What the task asks:
Write every line of the material out exactly as shown.

· · · · ·

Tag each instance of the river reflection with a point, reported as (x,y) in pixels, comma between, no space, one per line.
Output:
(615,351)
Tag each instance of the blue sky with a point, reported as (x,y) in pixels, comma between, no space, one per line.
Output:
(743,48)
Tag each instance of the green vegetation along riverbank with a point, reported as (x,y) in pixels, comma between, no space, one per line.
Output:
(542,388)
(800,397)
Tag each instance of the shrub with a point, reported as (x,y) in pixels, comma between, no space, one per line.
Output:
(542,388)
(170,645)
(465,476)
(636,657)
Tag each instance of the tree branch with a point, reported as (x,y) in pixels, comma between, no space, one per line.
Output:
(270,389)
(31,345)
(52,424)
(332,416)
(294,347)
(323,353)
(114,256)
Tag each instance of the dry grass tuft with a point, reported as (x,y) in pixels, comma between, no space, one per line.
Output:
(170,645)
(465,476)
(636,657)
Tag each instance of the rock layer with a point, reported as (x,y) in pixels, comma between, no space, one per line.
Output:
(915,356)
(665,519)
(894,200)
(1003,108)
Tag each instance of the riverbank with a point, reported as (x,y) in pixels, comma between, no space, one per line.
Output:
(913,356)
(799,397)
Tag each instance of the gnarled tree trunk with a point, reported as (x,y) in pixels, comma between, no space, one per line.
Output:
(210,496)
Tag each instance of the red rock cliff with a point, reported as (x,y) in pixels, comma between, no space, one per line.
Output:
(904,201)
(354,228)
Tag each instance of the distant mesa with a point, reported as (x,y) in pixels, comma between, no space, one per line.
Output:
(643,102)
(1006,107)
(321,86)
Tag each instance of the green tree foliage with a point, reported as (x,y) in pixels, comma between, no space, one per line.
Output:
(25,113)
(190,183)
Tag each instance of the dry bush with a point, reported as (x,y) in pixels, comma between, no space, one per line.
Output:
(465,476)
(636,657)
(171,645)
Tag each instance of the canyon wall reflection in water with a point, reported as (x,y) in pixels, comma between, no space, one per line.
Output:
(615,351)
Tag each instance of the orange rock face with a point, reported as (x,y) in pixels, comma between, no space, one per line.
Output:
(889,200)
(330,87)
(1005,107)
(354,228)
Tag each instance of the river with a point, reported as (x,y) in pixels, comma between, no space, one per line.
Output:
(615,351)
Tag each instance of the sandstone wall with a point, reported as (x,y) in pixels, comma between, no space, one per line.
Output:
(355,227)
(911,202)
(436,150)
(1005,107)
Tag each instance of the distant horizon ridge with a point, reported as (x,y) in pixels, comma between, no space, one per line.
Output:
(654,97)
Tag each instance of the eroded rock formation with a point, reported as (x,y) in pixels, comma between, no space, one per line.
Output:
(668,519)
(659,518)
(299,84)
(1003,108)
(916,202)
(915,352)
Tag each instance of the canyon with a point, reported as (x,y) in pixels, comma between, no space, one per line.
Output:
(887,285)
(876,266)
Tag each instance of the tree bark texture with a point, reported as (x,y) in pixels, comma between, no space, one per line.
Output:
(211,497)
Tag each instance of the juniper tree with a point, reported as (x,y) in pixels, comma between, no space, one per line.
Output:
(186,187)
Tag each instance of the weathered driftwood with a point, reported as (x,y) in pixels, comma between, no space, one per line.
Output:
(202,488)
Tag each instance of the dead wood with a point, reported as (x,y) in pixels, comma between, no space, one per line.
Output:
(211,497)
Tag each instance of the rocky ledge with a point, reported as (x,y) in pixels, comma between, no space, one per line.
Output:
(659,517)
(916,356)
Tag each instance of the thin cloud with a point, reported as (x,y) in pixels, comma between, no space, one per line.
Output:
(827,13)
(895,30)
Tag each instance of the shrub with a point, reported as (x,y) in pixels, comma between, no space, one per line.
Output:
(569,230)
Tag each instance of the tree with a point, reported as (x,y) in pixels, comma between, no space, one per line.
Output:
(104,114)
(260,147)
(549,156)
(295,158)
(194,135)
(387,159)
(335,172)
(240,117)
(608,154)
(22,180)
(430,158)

· · · · ·

Correct output:
Tag each instance of the river reflection with a point, reported as (x,y) in pixels, comma between, no space, one per line.
Output:
(615,351)
Tag each instance of the blue sky with a point, reported as (x,y) in pixels, comma between, no space, one per line.
Output:
(743,48)
Tag each instance of the green vegetation along riverbank with a point, reported as (x,y) in pixels, comma between, no space, one per line.
Output:
(542,388)
(800,397)
Tag each instance of the shrub with a point, reported as (x,y) in pixels, comma between, no space, one per line.
Output:
(542,388)
(170,645)
(465,476)
(636,657)
Tag each instance of the tree branch with a point, reported as (x,y) in pixels, comma between, no space, one per line.
Output:
(270,389)
(31,345)
(52,424)
(332,416)
(294,347)
(323,353)
(114,256)
Tag each instance of the dry grass tuft with a point, reported as (x,y) in pixels, comma between, no space, one per line.
Output:
(170,645)
(465,476)
(636,657)
Tag each instance of the rock layer with a point, reported as (x,y) in pixels, comma between, no space, one per line.
Output:
(915,356)
(665,519)
(894,200)
(1003,108)
Tag each instance of the riverbank with a point, reported as (x,y) in pixels, comma between, no space, one per line.
Output:
(913,356)
(799,397)
Tag each instance of the gnarled tree trunk with a point, reported as (x,y) in pixels, comma between, no space, one per line.
Output:
(210,496)
Tag each instance of the red rock cliff with a point, reported as (x,y) in pixels, comma between, no space, one per line.
Output:
(904,201)
(354,228)
Tag each instance of the distant mesa with a point, reported as (x,y) in pixels, comma between, no space, one per line.
Output:
(643,102)
(1006,107)
(321,86)
Tag each instance of the green tree foliage with a point, reported as (x,y) in pixels, comma between, no space, one per line.
Output:
(25,113)
(190,183)
Tag each instance of the dry bush with a point, reported as (x,y) in pixels, comma between, no space, one per line.
Output:
(465,476)
(636,657)
(171,645)
Tag each instance of the canyon wall reflection in water with a point, reported as (x,y) in pixels, comma between, no space, one per line.
Output:
(615,351)
Tag each instance of the orange rock face with a point, reported as (x,y) in pixels, comma between, no space, one per line.
Output:
(889,200)
(330,87)
(1005,107)
(354,228)
Tag each instance of the river with a point, reported as (x,y) in pixels, comma between, no space, one per line.
Output:
(615,351)
Tag each instance of the sandstone wall with a point, reported as (x,y) in pixels, comma between, no space, one per line.
Output:
(355,227)
(911,202)
(436,150)
(1005,107)
Tag each instance of the distant horizon ridge with a point, reported as (x,y) in pixels, comma between, no space, one per line.
Output:
(654,97)
Tag each instance of the eroded rock formation with a point, reported as (x,y) in pixels, comma between, no space, one per line.
Output:
(668,519)
(659,518)
(299,84)
(1003,108)
(916,202)
(915,352)
Tag each instance of the canyon with a point, reported as (x,y) in pixels, comma between, no space, one per line.
Output:
(887,285)
(876,266)
Tag each instance of the tree bark texture with a point, reported as (x,y) in pixels, comma between, no space, one per line.
Output:
(211,497)
Tag each instance of the juniper tree with a point, reported as (x,y) in pixels, comma between, no space, one per line.
Output:
(186,187)
Tag each instance of the weathered driftwood with a point, reported as (x,y) in pixels, comma between, no space, one per line.
Output:
(202,488)
Tag each instance of the dead wood with a point, reported as (x,y) in pixels, comma between, no space, one per line.
Output:
(211,497)
Tag each instance of the rocky ledge with a point, reported as (x,y) in pixels, comma between, no space, one per line.
Output:
(659,517)
(916,356)
Tag each instance of the thin cloud with a point, reported as (x,y) in pixels, comma between, no space, one per line.
Output:
(827,13)
(895,30)
Tag each instance of the shrub with a point, reported as (x,y) in pixels, comma between, no space, one per line.
Output:
(569,230)
Tag each instance of the tree with a point, reported as (x,y) in pixels, comma between, no space, one per line.
Output:
(104,114)
(260,147)
(549,156)
(295,158)
(194,135)
(387,159)
(335,172)
(240,117)
(608,154)
(22,180)
(430,158)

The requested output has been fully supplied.